• [Actions to take]
1 > In the article on France's winter power supply, how many reactors did RTE foresee in November would be working by now?
2 > Please extract the part of the article on France's winter power supply between "President Emmanuel Macron" and "beginning of November.", inclusive.

• [Document passage]

It will be, to quote the Duke of Wellington after Waterloo, “the nearest-run thing you ever saw in your life”.
I am not talking about England v France in the quarter finals of the World Cup (although that will also doubtless also be a close match). I am talking about France’s chances of avoiding power cuts this winter.
The government published plans last week for what will happen if the ailing French nuclear industry fails to generate enough power to satisfy domestic and industrial demand in the next two or three months. The plan was interpreted mournfully by many people, and joyfully by opposition politicians, as a warning that black-outs were definitely on the way.
President Emmanuel Macron insisted at the weekend that this was “far from certain… There is no need to panic”. The head of France’s electricity supply company boasted that France now had 37 working nuclear reactors, compared to 30 at the beginning of November.
Xavier Piechaczyk, president of the Réseau de Transport d’Électricité (RTE), failed to mention that France was six reactors behind schedule. In November, RTE foresaw that 43 of the 56 reactors would be working by now.
So what are the chances of the traffic lights turning red on France’s new EcoWatt system for warning of power cuts? Green means “all fine”; yellow means “cuts in three days unless consumption falls”; red means imminent, selective cuts.
I turned once again to John Carr, a retired British particle physicist living in the south of France, who runs a website which reports on global nuclear issues and fluctuations in power supply in France.

Image-grounded pointing data
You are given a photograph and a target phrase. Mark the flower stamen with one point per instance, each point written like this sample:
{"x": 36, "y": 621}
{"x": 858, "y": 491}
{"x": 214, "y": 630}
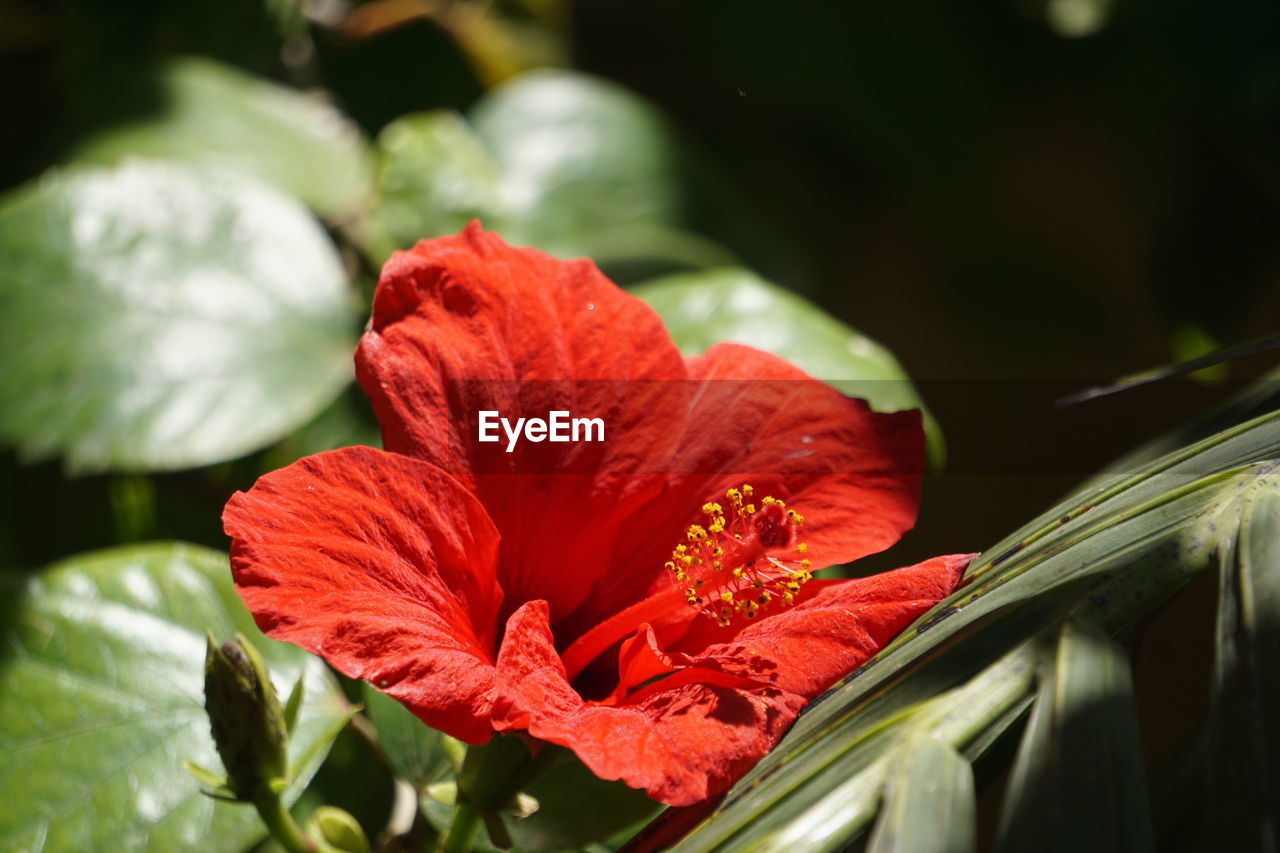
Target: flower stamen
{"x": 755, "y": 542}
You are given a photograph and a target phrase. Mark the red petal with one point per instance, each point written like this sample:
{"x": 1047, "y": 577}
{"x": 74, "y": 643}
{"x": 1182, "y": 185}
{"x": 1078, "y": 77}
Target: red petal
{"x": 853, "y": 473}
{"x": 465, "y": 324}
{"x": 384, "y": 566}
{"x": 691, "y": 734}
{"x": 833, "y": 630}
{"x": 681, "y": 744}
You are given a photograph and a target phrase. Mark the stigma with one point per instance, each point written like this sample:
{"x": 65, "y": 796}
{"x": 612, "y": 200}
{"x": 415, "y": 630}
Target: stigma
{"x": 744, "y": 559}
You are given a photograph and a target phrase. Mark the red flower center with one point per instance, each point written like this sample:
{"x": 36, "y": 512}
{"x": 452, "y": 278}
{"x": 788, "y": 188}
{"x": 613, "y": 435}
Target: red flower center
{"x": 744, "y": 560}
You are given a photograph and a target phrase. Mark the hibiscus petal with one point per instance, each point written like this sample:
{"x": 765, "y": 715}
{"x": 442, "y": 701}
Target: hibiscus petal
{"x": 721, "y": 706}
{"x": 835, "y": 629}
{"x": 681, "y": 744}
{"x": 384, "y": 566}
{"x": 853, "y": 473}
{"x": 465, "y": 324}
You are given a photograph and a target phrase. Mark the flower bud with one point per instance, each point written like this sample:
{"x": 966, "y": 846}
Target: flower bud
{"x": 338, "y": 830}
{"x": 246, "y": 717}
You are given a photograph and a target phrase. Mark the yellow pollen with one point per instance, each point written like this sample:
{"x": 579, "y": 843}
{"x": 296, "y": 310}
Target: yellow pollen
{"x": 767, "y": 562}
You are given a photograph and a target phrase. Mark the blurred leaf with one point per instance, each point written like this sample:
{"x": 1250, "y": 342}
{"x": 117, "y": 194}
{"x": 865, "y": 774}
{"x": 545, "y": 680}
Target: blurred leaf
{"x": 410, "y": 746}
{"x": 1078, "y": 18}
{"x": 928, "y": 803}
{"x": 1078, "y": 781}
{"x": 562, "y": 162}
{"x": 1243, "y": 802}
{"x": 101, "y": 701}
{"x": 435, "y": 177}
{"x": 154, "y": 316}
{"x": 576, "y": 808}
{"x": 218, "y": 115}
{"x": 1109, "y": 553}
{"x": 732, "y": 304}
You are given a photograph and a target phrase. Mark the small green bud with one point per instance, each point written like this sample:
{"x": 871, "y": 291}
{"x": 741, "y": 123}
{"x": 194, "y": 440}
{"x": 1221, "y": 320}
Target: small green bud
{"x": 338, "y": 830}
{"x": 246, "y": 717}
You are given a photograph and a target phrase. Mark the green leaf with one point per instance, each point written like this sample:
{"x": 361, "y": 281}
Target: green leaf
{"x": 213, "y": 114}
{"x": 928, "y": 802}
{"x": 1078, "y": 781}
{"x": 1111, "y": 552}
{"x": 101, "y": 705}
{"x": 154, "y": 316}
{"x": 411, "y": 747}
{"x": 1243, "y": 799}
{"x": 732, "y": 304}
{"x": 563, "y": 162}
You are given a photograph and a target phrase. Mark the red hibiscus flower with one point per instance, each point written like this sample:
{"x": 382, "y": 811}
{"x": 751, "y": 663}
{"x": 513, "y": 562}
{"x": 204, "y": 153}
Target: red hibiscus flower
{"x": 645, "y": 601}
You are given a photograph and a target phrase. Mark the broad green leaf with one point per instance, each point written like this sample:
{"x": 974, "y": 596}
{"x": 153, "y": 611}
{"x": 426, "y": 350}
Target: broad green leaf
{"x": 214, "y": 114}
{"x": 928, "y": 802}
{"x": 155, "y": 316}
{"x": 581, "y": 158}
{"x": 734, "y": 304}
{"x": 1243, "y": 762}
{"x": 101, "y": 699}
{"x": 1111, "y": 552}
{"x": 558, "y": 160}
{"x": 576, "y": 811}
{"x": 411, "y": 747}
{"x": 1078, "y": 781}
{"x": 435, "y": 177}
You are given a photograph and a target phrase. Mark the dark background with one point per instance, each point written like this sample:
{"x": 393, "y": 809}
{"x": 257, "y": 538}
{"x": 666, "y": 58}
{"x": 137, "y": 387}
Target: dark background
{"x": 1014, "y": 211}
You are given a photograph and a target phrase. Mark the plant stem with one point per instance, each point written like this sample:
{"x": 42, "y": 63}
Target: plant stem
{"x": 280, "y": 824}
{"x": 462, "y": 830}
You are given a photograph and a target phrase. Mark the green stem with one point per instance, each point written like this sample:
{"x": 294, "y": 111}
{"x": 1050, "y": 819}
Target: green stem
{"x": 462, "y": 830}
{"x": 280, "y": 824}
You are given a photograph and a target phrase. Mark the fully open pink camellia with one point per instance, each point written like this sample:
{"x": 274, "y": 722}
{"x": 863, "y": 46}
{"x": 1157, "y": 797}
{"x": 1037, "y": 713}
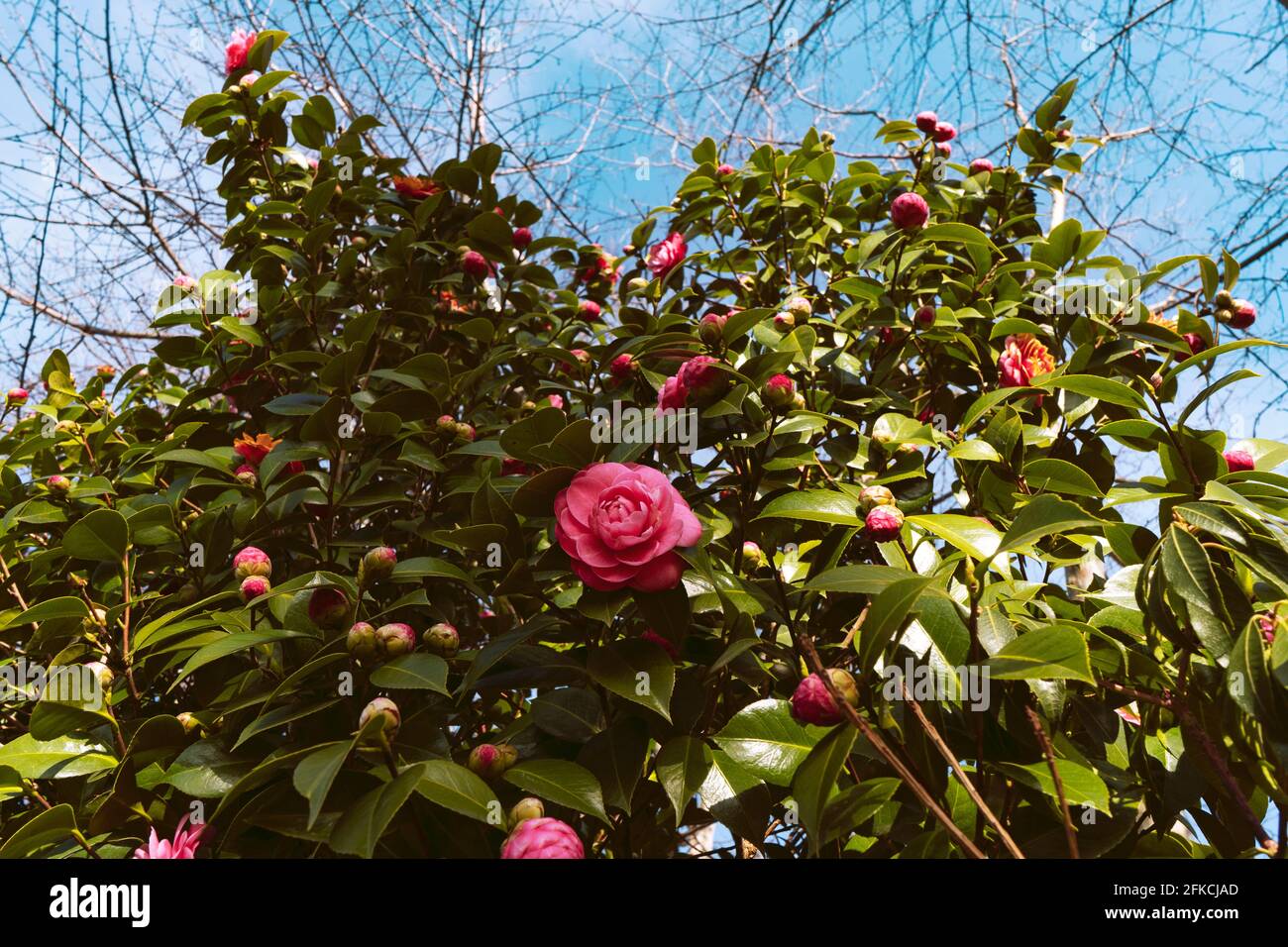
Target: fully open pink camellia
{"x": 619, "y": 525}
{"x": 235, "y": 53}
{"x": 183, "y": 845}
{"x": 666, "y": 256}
...
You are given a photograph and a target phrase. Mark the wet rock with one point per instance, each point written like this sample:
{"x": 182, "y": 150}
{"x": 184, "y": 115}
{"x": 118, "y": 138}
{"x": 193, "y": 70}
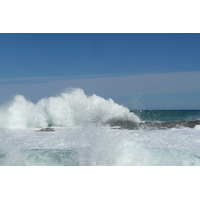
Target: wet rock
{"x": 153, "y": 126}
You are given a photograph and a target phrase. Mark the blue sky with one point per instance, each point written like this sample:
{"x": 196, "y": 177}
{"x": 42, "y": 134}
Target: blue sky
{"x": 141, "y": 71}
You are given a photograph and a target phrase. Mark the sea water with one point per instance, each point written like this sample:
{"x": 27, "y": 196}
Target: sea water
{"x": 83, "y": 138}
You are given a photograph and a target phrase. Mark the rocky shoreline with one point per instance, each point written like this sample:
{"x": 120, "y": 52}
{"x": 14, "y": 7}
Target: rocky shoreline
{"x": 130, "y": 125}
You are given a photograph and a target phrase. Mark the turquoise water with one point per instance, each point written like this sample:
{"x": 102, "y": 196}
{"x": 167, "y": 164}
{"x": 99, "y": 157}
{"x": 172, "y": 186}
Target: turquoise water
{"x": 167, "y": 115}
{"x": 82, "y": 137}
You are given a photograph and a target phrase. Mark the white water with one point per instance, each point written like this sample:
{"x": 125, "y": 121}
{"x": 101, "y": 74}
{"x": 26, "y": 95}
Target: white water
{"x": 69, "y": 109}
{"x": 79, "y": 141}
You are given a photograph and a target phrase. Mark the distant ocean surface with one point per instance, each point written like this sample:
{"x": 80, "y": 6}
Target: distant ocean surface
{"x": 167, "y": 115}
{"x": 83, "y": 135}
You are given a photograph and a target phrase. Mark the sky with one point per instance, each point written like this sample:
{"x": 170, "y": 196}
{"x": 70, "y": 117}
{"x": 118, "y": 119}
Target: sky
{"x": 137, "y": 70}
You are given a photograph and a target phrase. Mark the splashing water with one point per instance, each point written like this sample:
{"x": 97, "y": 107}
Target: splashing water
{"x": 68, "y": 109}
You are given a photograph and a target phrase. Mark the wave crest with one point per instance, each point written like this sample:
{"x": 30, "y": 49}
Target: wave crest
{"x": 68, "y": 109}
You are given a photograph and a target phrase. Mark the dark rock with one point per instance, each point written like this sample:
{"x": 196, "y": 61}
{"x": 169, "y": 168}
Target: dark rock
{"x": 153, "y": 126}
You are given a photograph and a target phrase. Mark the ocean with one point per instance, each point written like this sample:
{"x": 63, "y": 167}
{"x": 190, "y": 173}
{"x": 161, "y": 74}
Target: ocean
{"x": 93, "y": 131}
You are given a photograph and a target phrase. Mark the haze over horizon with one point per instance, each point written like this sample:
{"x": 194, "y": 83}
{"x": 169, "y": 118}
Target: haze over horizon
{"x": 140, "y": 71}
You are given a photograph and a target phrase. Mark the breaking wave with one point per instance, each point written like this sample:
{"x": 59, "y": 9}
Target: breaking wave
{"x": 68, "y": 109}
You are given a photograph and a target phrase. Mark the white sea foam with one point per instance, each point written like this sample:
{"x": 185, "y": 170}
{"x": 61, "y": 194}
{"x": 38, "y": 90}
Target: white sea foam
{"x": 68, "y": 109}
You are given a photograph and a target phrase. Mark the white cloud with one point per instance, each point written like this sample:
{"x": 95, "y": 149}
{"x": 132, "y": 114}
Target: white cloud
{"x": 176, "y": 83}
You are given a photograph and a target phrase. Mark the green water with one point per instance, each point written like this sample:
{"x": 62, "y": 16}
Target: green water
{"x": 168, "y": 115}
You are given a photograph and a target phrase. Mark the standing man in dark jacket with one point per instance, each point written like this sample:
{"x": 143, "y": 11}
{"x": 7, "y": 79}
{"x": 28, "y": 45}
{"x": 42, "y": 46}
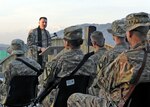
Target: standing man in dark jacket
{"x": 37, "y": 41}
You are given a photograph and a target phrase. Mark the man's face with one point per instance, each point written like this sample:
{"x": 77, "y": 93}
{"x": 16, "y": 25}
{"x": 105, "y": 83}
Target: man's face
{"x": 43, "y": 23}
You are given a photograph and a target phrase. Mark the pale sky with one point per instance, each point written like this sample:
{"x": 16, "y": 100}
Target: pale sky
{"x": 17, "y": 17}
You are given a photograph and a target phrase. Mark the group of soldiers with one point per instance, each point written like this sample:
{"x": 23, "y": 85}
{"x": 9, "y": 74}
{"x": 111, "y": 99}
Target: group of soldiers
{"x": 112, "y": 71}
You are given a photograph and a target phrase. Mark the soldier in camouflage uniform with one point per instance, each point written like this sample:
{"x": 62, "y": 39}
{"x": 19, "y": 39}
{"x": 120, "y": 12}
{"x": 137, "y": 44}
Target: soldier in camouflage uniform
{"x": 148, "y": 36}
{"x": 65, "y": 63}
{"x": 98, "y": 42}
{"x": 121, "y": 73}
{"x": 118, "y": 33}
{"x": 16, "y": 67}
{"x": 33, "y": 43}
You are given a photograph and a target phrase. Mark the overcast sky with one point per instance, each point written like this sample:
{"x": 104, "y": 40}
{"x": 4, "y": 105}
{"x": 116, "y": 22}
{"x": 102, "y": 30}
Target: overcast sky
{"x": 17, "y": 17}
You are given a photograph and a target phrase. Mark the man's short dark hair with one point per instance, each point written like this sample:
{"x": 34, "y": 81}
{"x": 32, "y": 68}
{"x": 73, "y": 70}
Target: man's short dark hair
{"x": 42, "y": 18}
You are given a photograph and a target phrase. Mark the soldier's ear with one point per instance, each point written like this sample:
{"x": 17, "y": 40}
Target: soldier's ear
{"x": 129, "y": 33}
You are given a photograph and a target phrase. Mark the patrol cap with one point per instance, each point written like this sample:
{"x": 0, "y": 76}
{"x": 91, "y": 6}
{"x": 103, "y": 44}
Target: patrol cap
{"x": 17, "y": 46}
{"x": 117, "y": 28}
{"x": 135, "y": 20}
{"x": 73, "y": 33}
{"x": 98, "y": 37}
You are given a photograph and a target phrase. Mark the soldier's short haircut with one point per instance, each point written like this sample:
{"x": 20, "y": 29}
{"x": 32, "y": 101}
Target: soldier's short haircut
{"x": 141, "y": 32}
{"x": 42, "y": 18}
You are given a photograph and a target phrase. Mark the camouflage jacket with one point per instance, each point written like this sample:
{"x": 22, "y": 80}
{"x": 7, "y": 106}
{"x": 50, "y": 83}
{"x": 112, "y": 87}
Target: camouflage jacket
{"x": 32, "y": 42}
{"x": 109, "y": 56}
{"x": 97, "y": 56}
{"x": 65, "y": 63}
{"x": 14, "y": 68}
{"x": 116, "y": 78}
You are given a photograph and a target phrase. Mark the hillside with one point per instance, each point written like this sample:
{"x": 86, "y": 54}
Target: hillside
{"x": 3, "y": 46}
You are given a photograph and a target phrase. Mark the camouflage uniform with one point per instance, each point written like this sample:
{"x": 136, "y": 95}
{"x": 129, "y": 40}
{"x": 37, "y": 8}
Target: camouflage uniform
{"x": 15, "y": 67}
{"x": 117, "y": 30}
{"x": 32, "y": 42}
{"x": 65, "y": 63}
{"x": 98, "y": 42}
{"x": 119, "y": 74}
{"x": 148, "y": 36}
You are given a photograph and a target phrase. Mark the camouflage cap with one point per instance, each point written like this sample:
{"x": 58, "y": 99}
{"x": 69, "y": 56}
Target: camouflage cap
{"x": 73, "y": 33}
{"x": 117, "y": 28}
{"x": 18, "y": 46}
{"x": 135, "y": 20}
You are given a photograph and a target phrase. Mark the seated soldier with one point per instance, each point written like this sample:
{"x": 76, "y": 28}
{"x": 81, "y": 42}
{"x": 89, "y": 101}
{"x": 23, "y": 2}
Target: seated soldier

• [Results for each task]
1 > 43 of the 56 reactors.

2 >
President Emmanuel Macron insisted at the weekend that this was “far from certain… There is no need to panic”. The head of France’s electricity supply company boasted that France now had 37 working nuclear reactors, compared to 30 at the beginning of November.